Hot Dog City
Even nearly a century ago, chowing down on hot dogs was a major American pastime!
These brooding ladies would have been considered quite the fashionistas back in their day. From the bold patterns on their dresses (one floral, the other in an Art Deco style commonly found in 1920s building tiles) to their multiple strands of pearls, down to the stockings and low heels, these women are the embodiment of pure roaring 20s style. Our favorite part of the ensembles, however, has to be the extremely chic wide brim hats they’re rocking!
While on the surface this appears to be a simple photo of two beautiful women enjoying a sunny beach day on a balcony overlooking the sea, there’s a tragic backstory behind the image. The woman in the foreground is Madeleine Messager, whose husband, a famous photographer named Jacques Henri Lartigue, took the picture. The duo’s marriage was on rocky ground when this photo was taken, and just a few months later, the couple went their separate ways.
“Do Ducks Swim?”
What’s going on here? The women in this photo are referred to as “Misses Eugenia Dubar and Miss Mary Moose.” Due to the standards of the time, there’s a great chance that these ladies actually gave the photographer fake names. The women appear to be holding the leashes of ducks that are floating in a horse trough on the sidewalk in Washington, D.C. Before cars were common, cities often had public horse troughs for the horses to drink from.
Since Harlem was such a major epicenter of the booming jazz scene at the time, there’s no surprise that these women would adopt the fashion style that was associated with the popular music in its peak. These local residents are all decked out in flapper style, sporting bold short haircuts, fur stoles, and low kitten heels. As was standard for the time, they were hats which came close to the scalp and covered the ears.
The most distinctive thing about 1920s ladies fashion is how it began incorporating more “tomboyish” elements for the first time – though it would take around another 30 years, after the second world war 2, for it to become socially acceptable for women to wear pants in public. Note how the women on the right’s sweater, replete with wide lapels reminiscent of suit jacket, is cut in a clear menswear style – this was considered a pretty bold look at the time!
We absolutely adore the chic style of the two women strolling arm in arm in this pic. The craziest thing about this photograph is that the fashion featured here is totally classic – honestly, if you told us this photo was taken a few days ago, we’d believe you! Drop waist column dresses are all the rage right now, and this silhouette has recently become trendy again. The only thing that puts us off is the obviously dated hats.
A Lady And…Two Other Ladies?
This photo, which was taken in a park in Berlin, shows how far the menswear fashion trend for ladies in the 1920s really went! These suit wearers on either side of the lady in white are ladies themselves! They’re wearing the standard male attire of the era – three-piece suits – but they’re over the knee, equestrian boots are the element that makes it clear that these are women. We’re sure they scandalized all the passers-by at the time!

---

Short task 1: Do these statements agree with the 1920s fashion article? For each, answer yes or no and quote the deciding words. (a) Jacques Henri Lartigue took the photo of Madeleine Messager. (b) The ducks float in a fountain in a Berlin park. (c) The Harlem women wear long hair.
Short task 2: Which named places appear in the 1920s fashion article? List every one.

---

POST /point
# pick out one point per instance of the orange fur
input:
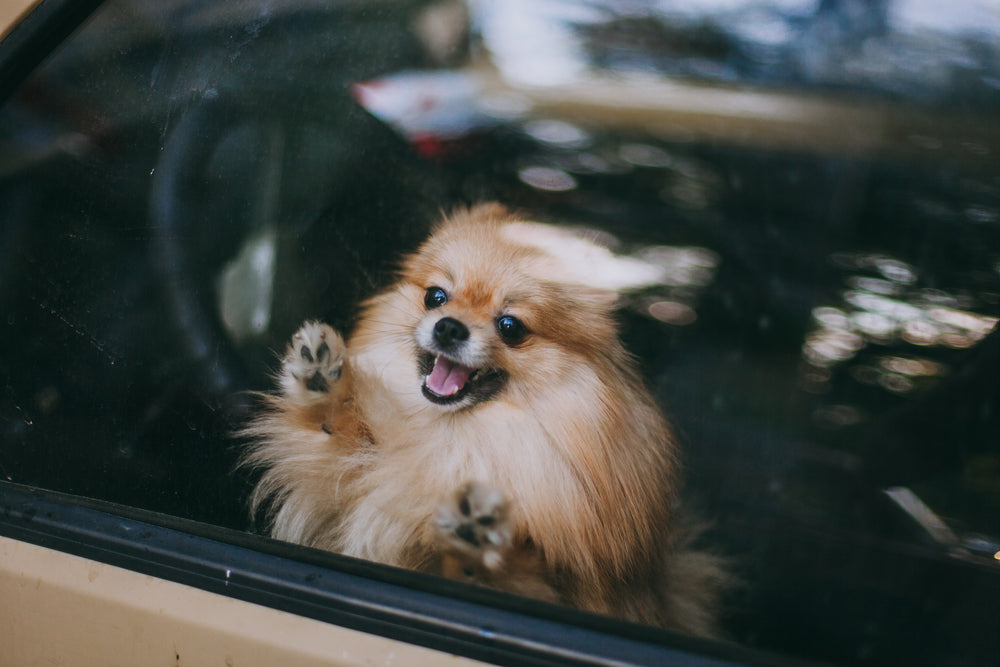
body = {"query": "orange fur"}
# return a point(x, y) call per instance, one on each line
point(572, 439)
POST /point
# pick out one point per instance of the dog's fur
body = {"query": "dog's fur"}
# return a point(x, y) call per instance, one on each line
point(550, 473)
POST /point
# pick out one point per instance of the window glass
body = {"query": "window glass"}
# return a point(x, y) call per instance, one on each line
point(818, 182)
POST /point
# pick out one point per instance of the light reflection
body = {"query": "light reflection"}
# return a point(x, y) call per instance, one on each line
point(672, 312)
point(557, 133)
point(883, 310)
point(547, 178)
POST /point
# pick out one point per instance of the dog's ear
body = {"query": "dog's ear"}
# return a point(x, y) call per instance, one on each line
point(579, 258)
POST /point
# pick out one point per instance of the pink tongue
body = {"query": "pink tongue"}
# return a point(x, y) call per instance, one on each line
point(447, 378)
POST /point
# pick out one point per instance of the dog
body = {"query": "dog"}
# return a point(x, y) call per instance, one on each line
point(484, 422)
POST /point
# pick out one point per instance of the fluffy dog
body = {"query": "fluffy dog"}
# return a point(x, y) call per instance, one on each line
point(484, 422)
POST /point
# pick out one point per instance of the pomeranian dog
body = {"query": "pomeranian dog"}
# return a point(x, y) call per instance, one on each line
point(484, 422)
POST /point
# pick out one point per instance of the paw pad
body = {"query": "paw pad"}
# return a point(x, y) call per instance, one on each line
point(475, 519)
point(315, 357)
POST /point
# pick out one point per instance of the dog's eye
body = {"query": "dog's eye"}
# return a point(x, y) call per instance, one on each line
point(435, 297)
point(511, 329)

---

Solution 1:
(a) Yes: "whose husband, a famous photographer named Jacques Henri Lartigue, took the picture."
(b) No: "floating in a horse trough on the sidewalk in Washington, D.C."
(c) No: "sporting bold short haircuts"

Solution 2:
Washington, D.C.
Harlem
Berlin